-- EXERCISE DATA --

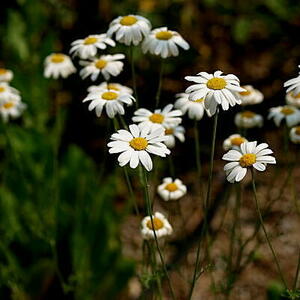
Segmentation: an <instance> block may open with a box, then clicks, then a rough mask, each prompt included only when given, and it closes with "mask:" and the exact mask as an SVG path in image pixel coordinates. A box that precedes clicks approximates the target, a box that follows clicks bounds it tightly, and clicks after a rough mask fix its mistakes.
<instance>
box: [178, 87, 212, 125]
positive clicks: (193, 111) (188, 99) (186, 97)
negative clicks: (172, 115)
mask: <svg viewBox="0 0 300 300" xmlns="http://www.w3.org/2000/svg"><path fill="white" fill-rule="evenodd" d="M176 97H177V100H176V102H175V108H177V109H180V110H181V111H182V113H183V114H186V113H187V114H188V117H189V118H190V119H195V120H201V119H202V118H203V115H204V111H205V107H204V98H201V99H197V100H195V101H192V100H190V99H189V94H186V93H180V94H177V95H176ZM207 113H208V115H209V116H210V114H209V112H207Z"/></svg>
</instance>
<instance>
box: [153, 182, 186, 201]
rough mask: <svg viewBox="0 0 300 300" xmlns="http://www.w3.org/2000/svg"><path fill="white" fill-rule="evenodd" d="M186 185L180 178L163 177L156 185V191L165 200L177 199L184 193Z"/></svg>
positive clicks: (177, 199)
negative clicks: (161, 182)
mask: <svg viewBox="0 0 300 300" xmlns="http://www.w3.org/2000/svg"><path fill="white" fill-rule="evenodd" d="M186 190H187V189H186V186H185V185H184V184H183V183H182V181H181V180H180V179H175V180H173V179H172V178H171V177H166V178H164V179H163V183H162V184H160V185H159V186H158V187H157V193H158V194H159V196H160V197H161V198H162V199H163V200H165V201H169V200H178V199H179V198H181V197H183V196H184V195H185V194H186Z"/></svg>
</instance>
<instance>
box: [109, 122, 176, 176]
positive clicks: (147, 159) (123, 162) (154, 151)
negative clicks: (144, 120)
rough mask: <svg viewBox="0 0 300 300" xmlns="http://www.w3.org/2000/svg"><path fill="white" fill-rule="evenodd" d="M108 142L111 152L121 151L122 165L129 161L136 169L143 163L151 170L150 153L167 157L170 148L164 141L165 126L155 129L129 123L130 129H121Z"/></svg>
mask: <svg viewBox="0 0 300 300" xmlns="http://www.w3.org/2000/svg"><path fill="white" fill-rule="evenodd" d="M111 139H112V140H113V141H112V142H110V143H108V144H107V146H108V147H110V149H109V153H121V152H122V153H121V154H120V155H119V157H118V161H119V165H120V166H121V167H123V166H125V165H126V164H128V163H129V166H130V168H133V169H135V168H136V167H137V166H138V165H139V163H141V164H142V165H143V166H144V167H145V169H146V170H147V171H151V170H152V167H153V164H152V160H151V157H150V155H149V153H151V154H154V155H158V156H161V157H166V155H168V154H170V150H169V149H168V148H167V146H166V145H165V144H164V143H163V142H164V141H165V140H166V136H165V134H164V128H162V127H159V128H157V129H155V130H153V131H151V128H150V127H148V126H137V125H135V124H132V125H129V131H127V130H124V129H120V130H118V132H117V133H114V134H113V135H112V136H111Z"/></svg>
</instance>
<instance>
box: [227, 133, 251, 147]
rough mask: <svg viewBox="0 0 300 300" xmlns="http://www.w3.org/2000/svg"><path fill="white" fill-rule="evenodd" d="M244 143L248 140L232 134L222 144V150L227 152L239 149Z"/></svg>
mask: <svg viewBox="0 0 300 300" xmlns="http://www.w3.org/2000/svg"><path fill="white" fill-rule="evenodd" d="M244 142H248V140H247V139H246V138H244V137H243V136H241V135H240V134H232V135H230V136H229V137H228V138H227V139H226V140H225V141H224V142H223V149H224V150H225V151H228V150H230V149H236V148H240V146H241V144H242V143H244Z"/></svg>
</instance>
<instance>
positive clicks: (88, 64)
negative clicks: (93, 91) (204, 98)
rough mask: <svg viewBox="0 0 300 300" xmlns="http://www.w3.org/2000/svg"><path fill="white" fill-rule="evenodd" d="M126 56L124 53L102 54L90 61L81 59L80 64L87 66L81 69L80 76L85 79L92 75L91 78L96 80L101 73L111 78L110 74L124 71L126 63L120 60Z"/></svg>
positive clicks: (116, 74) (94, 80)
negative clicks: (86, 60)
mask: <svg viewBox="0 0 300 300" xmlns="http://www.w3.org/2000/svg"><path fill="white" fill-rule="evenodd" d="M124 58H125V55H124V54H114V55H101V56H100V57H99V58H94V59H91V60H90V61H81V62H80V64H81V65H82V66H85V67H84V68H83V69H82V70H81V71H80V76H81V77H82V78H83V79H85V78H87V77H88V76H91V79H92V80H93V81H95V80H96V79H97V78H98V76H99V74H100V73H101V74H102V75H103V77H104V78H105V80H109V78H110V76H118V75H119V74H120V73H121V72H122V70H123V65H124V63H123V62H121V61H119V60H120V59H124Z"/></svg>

...

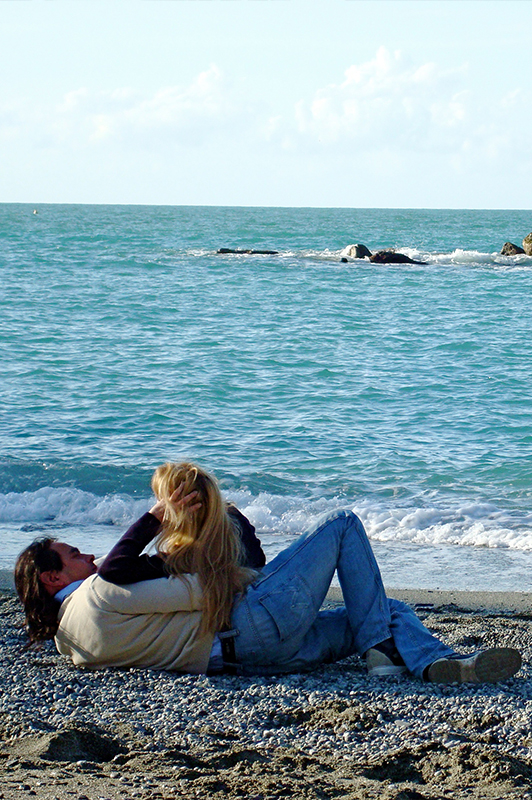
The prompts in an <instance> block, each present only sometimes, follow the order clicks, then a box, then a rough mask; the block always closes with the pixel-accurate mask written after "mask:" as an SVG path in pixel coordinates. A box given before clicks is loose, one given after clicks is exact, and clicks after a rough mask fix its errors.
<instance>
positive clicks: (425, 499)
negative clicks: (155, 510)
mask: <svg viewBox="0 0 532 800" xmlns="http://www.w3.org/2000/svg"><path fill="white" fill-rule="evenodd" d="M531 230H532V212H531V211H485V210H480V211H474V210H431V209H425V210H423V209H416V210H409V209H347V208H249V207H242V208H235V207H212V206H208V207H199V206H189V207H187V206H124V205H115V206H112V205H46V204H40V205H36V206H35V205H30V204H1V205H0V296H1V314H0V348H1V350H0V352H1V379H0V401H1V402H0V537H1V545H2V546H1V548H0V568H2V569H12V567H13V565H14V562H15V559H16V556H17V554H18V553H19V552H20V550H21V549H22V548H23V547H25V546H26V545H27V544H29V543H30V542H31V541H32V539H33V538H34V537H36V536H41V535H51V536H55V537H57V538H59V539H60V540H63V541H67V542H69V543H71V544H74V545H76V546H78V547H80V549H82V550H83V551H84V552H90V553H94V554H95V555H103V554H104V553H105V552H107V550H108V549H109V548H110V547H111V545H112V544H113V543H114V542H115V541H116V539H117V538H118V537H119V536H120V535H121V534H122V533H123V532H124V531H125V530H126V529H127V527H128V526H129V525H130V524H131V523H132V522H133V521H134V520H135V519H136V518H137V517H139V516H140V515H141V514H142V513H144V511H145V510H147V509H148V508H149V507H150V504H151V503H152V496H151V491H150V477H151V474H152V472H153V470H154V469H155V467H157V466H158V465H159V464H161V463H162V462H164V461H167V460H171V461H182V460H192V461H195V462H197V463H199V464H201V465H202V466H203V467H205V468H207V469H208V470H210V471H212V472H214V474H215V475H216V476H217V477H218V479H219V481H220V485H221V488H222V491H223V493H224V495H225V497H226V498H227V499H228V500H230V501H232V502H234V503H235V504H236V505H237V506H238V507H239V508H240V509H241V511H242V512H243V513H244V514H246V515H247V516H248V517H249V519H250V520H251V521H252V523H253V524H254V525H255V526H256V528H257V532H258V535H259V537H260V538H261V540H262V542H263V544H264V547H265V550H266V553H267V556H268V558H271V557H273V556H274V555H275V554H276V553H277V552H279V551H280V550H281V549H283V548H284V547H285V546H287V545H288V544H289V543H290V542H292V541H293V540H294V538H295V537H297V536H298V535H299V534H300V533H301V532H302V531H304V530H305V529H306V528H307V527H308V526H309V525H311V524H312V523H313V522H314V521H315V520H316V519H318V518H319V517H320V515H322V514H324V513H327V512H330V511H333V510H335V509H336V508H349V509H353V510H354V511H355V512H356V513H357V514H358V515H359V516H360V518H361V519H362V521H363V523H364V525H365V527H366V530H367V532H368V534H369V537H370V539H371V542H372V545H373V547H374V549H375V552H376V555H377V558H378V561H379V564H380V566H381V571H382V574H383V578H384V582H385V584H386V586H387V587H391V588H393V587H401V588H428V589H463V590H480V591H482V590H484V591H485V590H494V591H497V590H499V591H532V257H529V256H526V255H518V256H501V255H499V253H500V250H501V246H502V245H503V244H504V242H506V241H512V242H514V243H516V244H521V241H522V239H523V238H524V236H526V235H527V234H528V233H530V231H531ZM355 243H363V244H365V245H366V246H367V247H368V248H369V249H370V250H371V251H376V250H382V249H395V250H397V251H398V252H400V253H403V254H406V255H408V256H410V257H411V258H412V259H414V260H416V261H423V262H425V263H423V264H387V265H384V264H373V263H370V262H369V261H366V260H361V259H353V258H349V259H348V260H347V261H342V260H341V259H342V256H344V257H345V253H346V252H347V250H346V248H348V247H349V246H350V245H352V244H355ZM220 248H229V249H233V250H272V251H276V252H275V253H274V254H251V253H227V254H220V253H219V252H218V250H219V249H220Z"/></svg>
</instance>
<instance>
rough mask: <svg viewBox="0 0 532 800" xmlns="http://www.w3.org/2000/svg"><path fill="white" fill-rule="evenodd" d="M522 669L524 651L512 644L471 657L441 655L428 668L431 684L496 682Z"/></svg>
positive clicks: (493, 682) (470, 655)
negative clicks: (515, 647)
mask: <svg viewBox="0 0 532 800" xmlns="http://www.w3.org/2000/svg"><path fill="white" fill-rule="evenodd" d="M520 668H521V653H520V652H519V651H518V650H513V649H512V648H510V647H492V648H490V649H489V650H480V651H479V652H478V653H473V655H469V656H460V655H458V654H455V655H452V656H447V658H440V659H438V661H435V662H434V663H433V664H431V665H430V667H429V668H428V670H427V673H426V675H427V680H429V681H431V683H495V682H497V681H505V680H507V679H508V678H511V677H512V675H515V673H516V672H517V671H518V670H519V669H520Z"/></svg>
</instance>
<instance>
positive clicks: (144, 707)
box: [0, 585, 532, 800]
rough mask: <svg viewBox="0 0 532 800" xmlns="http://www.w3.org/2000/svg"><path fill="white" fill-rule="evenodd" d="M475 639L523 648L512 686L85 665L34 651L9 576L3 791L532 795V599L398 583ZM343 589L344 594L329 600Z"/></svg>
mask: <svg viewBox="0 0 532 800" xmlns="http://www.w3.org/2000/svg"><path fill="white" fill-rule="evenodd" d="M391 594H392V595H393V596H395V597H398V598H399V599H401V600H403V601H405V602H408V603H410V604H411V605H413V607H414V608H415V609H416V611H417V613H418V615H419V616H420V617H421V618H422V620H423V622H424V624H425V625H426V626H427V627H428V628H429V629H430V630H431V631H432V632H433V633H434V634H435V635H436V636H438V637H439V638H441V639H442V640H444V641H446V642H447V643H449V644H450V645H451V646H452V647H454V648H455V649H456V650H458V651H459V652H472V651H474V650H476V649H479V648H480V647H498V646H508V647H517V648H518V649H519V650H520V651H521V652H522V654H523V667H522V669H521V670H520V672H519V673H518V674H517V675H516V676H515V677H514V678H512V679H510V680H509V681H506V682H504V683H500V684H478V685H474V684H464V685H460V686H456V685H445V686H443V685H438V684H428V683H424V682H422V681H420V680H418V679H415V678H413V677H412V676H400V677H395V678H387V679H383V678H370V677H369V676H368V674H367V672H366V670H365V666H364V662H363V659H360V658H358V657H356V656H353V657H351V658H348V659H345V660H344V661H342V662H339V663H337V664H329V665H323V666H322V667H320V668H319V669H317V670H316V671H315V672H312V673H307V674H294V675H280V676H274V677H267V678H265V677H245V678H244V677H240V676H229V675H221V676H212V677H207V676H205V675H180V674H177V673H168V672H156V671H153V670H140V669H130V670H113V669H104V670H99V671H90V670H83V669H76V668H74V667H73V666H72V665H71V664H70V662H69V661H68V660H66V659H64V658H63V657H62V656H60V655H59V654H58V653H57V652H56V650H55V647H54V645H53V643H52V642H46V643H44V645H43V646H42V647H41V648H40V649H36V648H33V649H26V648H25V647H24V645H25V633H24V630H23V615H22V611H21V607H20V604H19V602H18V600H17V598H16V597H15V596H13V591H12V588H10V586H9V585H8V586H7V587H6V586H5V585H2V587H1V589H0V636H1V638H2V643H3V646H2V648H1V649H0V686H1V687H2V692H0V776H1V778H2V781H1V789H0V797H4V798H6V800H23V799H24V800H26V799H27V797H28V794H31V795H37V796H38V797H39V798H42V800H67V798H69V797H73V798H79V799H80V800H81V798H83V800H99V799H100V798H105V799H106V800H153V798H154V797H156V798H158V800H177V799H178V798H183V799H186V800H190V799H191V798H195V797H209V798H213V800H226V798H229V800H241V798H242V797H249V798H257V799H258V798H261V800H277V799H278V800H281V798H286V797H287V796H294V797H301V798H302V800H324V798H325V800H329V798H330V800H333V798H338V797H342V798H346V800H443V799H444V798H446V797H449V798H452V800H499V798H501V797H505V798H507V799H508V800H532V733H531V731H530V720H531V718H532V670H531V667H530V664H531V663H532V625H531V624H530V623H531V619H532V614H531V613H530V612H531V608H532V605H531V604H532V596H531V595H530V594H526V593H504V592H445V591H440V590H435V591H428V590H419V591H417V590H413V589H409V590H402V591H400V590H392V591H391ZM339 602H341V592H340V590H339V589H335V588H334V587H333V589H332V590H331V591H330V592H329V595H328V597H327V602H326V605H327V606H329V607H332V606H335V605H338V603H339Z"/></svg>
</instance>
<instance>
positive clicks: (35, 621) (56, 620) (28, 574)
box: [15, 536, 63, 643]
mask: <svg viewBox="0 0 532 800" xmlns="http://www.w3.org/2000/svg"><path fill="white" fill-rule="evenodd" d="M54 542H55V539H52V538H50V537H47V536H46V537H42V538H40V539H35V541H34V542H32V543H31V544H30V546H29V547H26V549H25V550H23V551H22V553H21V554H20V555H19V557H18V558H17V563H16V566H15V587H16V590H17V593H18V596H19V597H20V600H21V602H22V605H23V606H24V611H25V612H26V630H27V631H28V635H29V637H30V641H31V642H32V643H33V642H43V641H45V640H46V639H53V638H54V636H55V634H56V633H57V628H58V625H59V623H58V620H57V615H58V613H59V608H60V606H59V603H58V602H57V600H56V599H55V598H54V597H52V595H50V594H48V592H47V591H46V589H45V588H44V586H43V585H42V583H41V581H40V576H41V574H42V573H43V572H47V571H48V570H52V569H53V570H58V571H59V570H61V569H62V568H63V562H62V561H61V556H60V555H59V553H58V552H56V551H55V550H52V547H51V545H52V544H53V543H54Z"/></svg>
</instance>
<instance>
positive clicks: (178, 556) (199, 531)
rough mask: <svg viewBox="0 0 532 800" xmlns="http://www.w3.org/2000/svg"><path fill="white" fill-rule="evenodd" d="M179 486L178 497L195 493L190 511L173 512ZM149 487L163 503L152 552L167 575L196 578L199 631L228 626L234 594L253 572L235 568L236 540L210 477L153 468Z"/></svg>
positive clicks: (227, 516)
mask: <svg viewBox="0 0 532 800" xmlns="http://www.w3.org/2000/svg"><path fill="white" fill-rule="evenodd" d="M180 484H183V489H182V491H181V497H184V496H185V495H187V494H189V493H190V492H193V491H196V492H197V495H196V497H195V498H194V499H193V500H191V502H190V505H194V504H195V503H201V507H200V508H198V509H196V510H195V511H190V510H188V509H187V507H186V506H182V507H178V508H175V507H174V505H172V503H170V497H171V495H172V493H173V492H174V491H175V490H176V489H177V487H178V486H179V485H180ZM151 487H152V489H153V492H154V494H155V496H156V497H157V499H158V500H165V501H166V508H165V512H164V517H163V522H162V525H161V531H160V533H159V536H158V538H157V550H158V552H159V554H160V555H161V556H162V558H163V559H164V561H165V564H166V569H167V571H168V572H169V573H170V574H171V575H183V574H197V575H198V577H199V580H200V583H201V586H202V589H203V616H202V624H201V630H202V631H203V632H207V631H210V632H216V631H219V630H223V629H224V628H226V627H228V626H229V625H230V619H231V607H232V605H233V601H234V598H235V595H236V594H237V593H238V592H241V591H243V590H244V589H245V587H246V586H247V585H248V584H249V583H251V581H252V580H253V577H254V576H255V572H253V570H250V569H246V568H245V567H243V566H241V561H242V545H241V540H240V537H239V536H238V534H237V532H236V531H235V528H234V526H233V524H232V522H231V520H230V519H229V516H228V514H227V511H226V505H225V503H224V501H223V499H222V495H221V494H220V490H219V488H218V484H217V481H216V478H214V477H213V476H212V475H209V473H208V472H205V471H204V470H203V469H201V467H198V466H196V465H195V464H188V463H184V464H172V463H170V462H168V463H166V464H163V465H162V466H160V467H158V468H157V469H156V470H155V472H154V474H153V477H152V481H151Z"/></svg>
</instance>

==

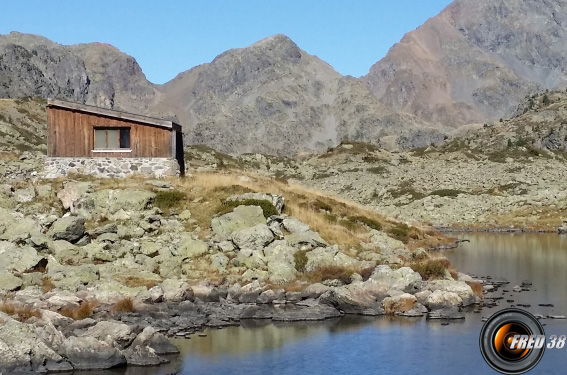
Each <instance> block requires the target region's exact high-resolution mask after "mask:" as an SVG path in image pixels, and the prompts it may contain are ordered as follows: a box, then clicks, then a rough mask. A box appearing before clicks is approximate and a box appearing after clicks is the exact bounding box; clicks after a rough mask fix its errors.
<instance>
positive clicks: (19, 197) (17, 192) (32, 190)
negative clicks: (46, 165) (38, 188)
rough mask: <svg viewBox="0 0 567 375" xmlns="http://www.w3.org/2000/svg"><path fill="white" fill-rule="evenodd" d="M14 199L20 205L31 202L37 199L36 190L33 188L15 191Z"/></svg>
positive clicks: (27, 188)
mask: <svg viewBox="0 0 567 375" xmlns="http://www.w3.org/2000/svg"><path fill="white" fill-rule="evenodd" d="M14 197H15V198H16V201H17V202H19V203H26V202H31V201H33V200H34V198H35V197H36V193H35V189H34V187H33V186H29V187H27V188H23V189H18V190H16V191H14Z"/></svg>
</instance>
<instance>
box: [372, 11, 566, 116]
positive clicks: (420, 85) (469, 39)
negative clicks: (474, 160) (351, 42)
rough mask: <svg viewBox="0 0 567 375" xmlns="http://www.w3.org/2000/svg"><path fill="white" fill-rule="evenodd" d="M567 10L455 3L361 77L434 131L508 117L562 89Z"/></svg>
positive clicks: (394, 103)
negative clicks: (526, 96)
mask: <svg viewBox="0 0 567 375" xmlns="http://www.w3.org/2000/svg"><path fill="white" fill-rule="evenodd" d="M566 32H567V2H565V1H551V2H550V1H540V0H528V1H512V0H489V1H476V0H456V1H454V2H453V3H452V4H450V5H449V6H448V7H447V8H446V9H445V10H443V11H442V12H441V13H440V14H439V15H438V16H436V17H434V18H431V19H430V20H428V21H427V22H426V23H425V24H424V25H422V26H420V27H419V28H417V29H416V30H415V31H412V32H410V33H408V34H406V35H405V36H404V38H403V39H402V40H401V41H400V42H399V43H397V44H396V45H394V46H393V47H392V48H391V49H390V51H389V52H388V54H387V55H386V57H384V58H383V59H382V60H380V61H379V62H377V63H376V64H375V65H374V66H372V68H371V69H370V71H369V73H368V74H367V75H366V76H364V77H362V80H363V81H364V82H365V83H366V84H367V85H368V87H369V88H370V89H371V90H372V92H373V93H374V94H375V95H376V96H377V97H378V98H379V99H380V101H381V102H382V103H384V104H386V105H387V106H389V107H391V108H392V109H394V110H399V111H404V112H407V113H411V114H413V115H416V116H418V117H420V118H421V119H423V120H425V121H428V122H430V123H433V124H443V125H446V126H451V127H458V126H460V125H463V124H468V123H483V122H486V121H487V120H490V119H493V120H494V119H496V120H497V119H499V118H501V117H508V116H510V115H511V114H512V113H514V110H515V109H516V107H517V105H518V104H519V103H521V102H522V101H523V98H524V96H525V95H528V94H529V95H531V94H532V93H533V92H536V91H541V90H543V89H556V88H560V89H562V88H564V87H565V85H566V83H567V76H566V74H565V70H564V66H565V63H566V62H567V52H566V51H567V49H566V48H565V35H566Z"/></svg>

-- TASK STATEMENT --
Copy out every line from the data above in which the word "then" occurs.

-- SOLVED PROBLEM --
Segmentation: an <instance> block may open with a box, then clicks, then a rough mask, each prompt included only when given, and it closes with "mask:" and the exact mask as an SVG path in image pixel coordinates. A box that precedes clicks approximates the target, a box that follows clicks bounds it tightly, and clicks after a rough mask fix its mistakes.
The prompts in an <instance> block, each present only sometimes, follow the order clicks, then a box, then a rough mask; the block always closes with the pixel-accurate mask written after "mask:" as an SVG path in pixel coordinates. A box given before clicks is loose, one given after clicks is exact, and clicks after a rough mask fix its errors.
Each <instance> block requires the target region's exact high-resolution mask after "mask:" as an SVG path in image pixels, and the prompts it may contain are ordered as follows: a box, then clicks, then a rough mask. A box appearing before clicks is approximate and a box appearing after clicks is the exact bounding box; clicks after a rough mask fix its errors.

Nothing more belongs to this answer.